• Objective: Quote the listing in full, exactly as given, minus any pictures.

• Material provided:

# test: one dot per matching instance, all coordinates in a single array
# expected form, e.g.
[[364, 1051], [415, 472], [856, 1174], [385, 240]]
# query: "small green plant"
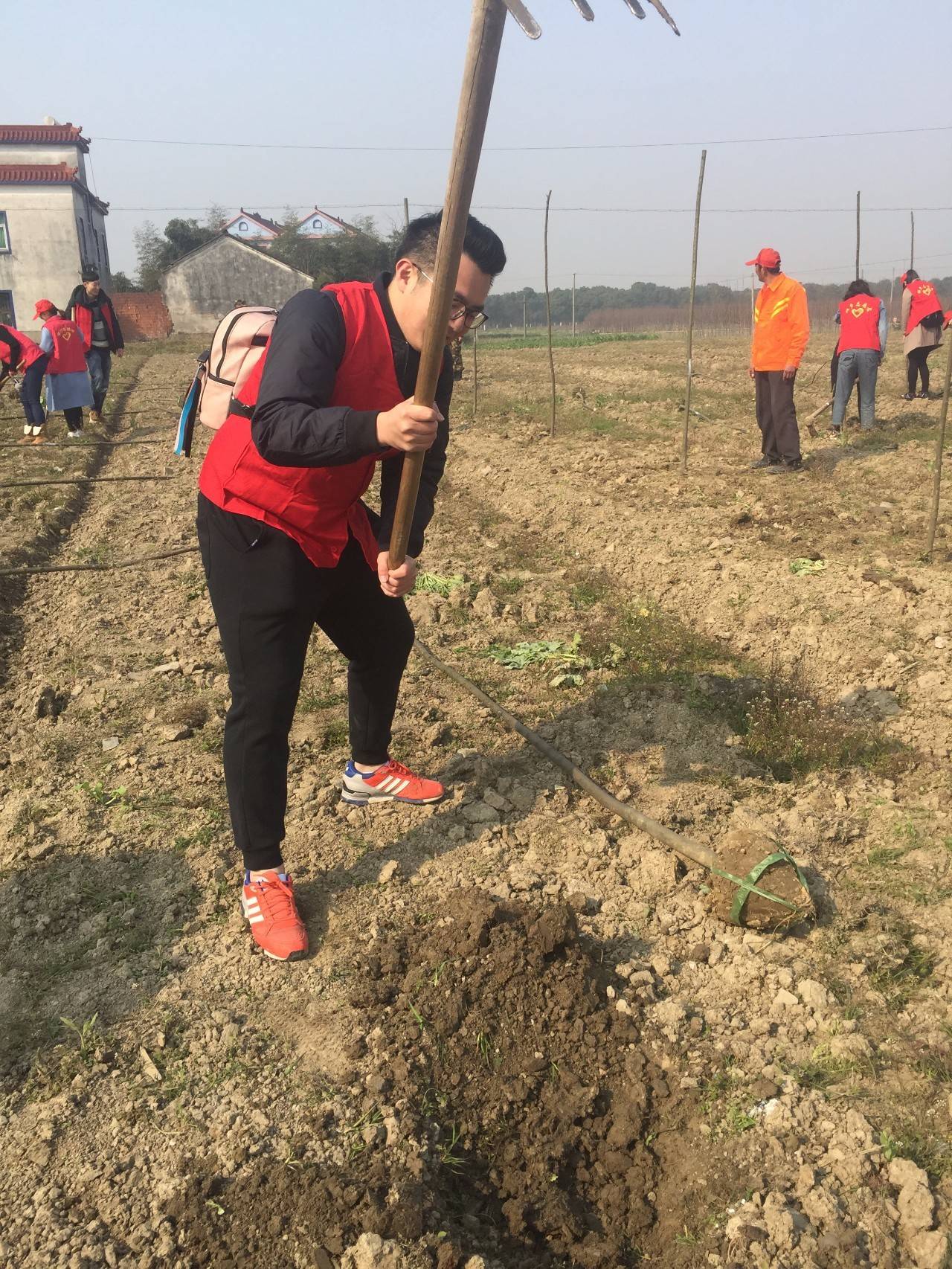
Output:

• Response to this task:
# test: one dot per matching instance, all coordinates in a single array
# expected form, e.g.
[[364, 1051], [415, 472], [856, 1174], [385, 240]]
# query: "small green plant"
Output:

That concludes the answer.